Source passage –
◆ ◆ ◆

4. Real-Time Information Provision System

Since safety accidents occur at unexpected moments, it is important to check the site in real time and take prompt action.
Therefore, this project provides an information provision system that allows managers to check the site in real time.
First, after analyzing image data collected through Intelligent CCTV for Port Safety the following information is stored in a database.
- Image of the On-Site
- The Number of People at the On-Site
- Safety Numerical Values at the On-site
- Identification Number of People at the On-Site
- Type of Event
- Occurrence Time of Event
- Warning and Danger Stage of Event
Then, the information stored in the database is provided to the administrator's PC monitor or application in the form of text, image, graph, etc.
- You can obtain the source code and information for the application from the following repository:
  https://github.com/qortmdgh4141/Real-time_Information_Provision_App.git
Through this, administrator can check the situation in real time anywhere, not limited to places, and respond quickly to problems in the site.

5. YOLO Model Training Strategies Using Transfer-Learning & Fine-Tuning

Transfer-Learning & Fine-Tuning Definition
- Transfer learning consists of taking features learned on one problem, and leveraging them on a new, similar problem.
- Transfer learning is usually done for tasks where your dataset has too little data to train a full-scale model from scratch.
- The most common incarnation of transfer learning in the context of deep learning is the following workflow.
  1. Take layers from a previously trained model.
  2. Freeze them, so as to avoid destroying any of the information they contain during future training rounds.
  3. Add some new, trainable layers on top of the frozen layers. They will learn to turn the old features into predictions on a new dataset.
  4. Train the new layers on your dataset.
- A last, optional step, is fine-tuning, which consists of unfreezing the entire model you obtained above (or part of it), and re-training it on the new data with a very low learning rate.

◆ ◆ ◆

Supplied data –
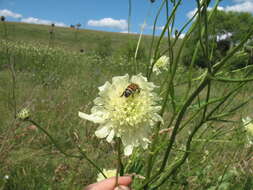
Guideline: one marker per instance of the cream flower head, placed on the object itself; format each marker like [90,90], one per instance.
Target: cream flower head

◆ ◆ ◆

Description of the task – Rewrite the source passage, beginning at the words "- You can obtain" and stopping after "previously trained model.", with "administrator" changed to "site manager".

Exercise result –
- You can obtain the source code and information for the application from the following repository:
  https://github.com/qortmdgh4141/Real-time_Information_Provision_App.git
Through this, site manager can check the situation in real time anywhere, not limited to places, and respond quickly to problems in the site.

5. YOLO Model Training Strategies Using Transfer-Learning & Fine-Tuning

Transfer-Learning & Fine-Tuning Definition
- Transfer learning consists of taking features learned on one problem, and leveraging them on a new, similar problem.
- Transfer learning is usually done for tasks where your dataset has too little data to train a full-scale model from scratch.
- The most common incarnation of transfer learning in the context of deep learning is the following workflow.
  1. Take layers from a previously trained model.